The records:
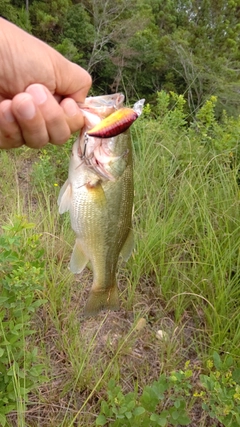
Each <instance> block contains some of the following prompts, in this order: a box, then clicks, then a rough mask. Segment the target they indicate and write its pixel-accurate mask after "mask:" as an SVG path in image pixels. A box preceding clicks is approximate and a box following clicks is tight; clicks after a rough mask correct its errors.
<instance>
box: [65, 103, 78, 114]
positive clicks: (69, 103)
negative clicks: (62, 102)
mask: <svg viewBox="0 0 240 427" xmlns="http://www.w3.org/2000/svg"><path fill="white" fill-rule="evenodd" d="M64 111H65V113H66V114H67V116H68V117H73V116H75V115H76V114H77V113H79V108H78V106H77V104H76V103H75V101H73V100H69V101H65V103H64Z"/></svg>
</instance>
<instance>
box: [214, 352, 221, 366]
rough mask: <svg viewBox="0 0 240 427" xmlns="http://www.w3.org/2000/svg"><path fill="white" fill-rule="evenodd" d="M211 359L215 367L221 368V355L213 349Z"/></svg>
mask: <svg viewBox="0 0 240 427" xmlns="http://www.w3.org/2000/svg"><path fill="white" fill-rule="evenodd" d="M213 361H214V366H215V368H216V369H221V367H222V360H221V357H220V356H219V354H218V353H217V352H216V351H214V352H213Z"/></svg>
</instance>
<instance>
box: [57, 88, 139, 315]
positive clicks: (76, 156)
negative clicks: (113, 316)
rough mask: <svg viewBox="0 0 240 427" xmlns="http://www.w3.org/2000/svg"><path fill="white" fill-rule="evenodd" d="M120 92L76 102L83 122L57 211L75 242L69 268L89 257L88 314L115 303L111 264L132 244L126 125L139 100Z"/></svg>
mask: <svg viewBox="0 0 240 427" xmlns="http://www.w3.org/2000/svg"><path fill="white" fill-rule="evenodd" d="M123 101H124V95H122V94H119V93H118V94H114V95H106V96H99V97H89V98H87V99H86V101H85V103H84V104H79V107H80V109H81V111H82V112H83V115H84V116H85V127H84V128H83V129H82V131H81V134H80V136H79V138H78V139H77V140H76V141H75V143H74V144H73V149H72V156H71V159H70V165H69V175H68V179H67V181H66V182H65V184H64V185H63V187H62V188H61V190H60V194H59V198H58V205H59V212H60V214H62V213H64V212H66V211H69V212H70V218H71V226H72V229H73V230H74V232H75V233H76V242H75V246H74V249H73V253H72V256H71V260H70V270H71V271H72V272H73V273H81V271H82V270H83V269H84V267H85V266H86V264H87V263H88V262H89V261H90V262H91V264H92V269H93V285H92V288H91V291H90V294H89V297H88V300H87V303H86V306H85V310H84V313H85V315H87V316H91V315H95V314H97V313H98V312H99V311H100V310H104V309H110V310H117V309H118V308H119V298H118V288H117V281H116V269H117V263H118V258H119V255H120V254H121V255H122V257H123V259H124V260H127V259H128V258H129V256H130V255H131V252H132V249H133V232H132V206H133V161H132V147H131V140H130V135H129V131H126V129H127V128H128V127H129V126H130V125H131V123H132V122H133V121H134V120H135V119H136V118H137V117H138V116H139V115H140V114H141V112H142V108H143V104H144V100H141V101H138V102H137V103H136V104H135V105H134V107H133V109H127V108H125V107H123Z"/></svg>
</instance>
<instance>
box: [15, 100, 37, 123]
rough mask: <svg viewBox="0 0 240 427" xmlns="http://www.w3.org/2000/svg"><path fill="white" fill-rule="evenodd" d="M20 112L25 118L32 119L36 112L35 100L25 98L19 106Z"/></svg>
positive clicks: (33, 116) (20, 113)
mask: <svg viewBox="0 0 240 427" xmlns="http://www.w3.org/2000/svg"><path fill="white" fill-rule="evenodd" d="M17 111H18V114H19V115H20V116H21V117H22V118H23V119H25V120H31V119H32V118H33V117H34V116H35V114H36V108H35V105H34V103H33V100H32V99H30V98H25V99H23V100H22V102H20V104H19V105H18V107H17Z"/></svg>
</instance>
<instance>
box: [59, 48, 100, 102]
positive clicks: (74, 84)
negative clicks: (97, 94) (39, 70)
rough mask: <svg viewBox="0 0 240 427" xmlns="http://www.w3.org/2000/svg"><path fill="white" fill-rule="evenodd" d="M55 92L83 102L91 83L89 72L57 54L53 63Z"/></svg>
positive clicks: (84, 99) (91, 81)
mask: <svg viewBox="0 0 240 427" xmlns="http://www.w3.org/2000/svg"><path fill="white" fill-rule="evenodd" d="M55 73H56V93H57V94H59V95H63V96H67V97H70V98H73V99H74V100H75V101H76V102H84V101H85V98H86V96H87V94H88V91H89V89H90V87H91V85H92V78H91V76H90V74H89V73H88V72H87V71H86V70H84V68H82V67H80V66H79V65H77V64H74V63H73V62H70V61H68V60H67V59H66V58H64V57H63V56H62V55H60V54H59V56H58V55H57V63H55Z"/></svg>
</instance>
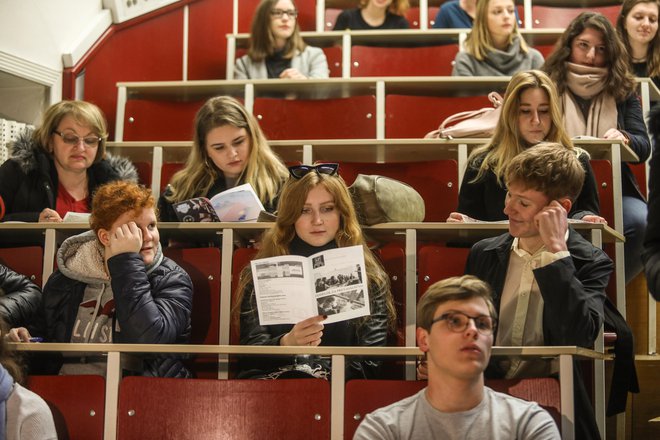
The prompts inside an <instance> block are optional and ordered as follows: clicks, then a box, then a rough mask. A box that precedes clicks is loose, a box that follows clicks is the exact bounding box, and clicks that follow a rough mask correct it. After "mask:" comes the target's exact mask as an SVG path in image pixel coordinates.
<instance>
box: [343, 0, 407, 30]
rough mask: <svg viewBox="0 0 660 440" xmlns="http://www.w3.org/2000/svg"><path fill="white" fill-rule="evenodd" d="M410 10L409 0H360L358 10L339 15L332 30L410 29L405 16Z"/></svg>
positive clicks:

Description of the task: Return a copy of each line in the entries that contains "then".

Solved problem:
Each <instance> block contains some of the following prompts, in this order: a box, then clicks, then a rough mask. Segment the target they indicate and write its pixel-accurate mask after "mask:" as an SVG path in image pixels. A box preceding clicks is approximate and a box following clicks is tight; clicks after a rough mask correct its errors.
The prompts inside an <instance> block are optional and ordered as follows: clicks, then a box, then a rough mask. A box that precedes clicks is loose, a box that follows clicks is the exact bounding box, and clicks that follow a rough mask correct it. After "mask:" comes the target's exact mask as an SVG path in image pixel coordinates.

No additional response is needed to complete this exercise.